◆ Excerpted records ◆
------------------------------
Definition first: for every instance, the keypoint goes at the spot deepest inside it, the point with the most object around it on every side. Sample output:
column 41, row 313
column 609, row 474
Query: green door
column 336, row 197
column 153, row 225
------------------------------
◆ Aim ◆
Reproduce every item above word for word, without changing anything.

◆ Written answer ◆
Definition first: for every instance, the keypoint goes at the spot deepest inside it, the point with the most object around it on every side. Sample output:
column 41, row 313
column 609, row 474
Query: green door
column 336, row 197
column 153, row 225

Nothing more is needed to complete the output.